I think “Job” speaks to the experience of a young person who went to a liberal arts college between 2010 and 2020, and digs into what it means to be a young person who spends a lot of time on the internet and has forged an identity around the internet.
The play has a reputation for being a thriller, but I would say the thing that I was most attracted to is its most tender quality. The two characters in this play are trying to do right by each other, despite all of their fear. My job as a director was not to lean into the thrill of it, because that was always going to be there, but rather to try to find where its heartbeat lay.
You and Max are longtime friends. What is it like working together, and how do you balance that work-friend relationship?
We get to fulfill this crazy fantasy together. We both know that we are young people who are learning a lot, very publicly, and neither of us has a ton of experience in this arena to back it up. We have helped each other just navigate the situation… because no one else really understands what’s happening.
It must have felt crazy that one day everything just lined up into place.
It’s also terrifying, you know. It’s the best, most privileged kind of growing pains.
Despite being a two-person cast and small crew, there are a lot of Jewish people involved with “Job.” Do you feel Jewish energy radiate through set?
I do feel it radiate through our company for sure.

○ ○ ○ ○

WORK INSTRUCTIONS:
**a.** Answer these questions about the interview on the play "Job":
(i) Between which years did the young person that "Job" speaks to go to a liberal arts college?
(ii) As a director, what did the speaker try to do instead of leaning into the thrill of the play?
(iii) How many people make up the cast of "Job"?
**b.** Resume the interview about the play "Job," picking up right after its final line.

DATA FOR REVIEW:
○ ○ ○ ○

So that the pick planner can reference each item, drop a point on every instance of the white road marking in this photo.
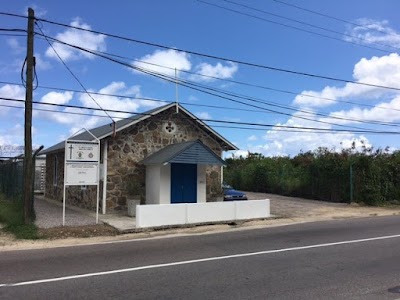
(194, 261)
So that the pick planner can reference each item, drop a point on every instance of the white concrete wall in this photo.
(158, 186)
(191, 213)
(201, 183)
(165, 184)
(160, 215)
(152, 184)
(210, 212)
(252, 209)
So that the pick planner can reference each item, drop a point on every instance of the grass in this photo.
(12, 217)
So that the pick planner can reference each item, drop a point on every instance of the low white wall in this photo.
(160, 215)
(210, 212)
(253, 209)
(192, 213)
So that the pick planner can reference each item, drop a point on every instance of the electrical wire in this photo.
(70, 71)
(316, 130)
(250, 64)
(334, 18)
(392, 124)
(193, 85)
(208, 120)
(201, 89)
(308, 24)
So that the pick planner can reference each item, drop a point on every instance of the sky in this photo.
(251, 83)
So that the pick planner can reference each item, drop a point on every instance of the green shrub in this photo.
(12, 216)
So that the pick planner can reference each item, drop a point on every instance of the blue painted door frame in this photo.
(183, 183)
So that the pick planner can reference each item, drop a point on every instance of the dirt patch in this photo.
(286, 211)
(302, 210)
(77, 231)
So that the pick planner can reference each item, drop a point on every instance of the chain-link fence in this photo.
(11, 178)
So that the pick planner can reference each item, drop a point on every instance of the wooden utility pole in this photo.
(28, 164)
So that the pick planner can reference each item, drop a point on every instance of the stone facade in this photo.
(126, 150)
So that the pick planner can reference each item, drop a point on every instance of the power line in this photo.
(316, 130)
(333, 17)
(299, 22)
(223, 58)
(73, 75)
(210, 120)
(241, 82)
(201, 89)
(229, 108)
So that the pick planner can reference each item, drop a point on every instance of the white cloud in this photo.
(11, 92)
(83, 118)
(217, 71)
(252, 138)
(39, 11)
(281, 143)
(12, 136)
(384, 112)
(373, 32)
(41, 63)
(15, 45)
(164, 61)
(84, 39)
(57, 98)
(384, 71)
(203, 115)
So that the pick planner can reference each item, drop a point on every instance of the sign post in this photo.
(81, 166)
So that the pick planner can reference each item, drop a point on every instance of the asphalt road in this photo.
(346, 259)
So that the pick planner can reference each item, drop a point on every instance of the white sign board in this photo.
(78, 151)
(81, 166)
(81, 174)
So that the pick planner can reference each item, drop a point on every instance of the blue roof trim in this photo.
(193, 152)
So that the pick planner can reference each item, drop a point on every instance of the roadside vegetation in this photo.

○ ○ ○ ○

ANSWER SECTION:
**a.**
(i) Between 2010 and 2020.
(ii) The speaker tried to find where the play's heartbeat lay.
(iii) Two.

**b.**
One of my biggest directing inspirations is Rabbi Ben Spratt from Rodeph Shalom. The way that Ben speaks and gets everyone on the same team, to me, is so directorial. It’s very much the same job, rabbi and director. Our job is to stand in front of the room and tell everybody why this story is relevant and important and how to ground ourselves in something that feels both real and also a little bit mythical.
I’ve taken a lot of my cues from him. There are many times when I stand in front of the company and channel my inner rabbi, thinking what does this company need to hear to best commemorate this moment? And because our journey has been so unique and surprising, I’ve tried to build in time and space for us to celebrate things and to be like, “look at where we are.” A lot of that comes from a very rabbinic standpoint, and a very Jewish sensibility of marking time.
I just learned that, at one point, you thought you wanted to go to rabbinical school. What was the deal with that?
For both rabbis and directors, our job is to tell stories to help people make sense of the world around them. My mission as a theater artist is just to connect people to their emotionality; part of the reason I do theater is just to remind people of their capacity to feel something, be it theory, be it fear, be it pain, be it love, be it joy. I think that’s very true of why people go to synagogue, or why they turn to Judaism — it’s to feel connected to something bigger than yourself, to remind yourself that you belong to a history and a culture and that life is meant to be felt.
What do you want audience members to feel when they leave “Job”?
I actually don’t care, as long as they feel anything. People tend to leave the theater feeling really shaken. And that is sometimes hard for me to contend with.
I hope that the audience has a real ton of empathy for both characters. If they were holding any character in judgment, I hope that by the end, they are not holding that judgment anymore.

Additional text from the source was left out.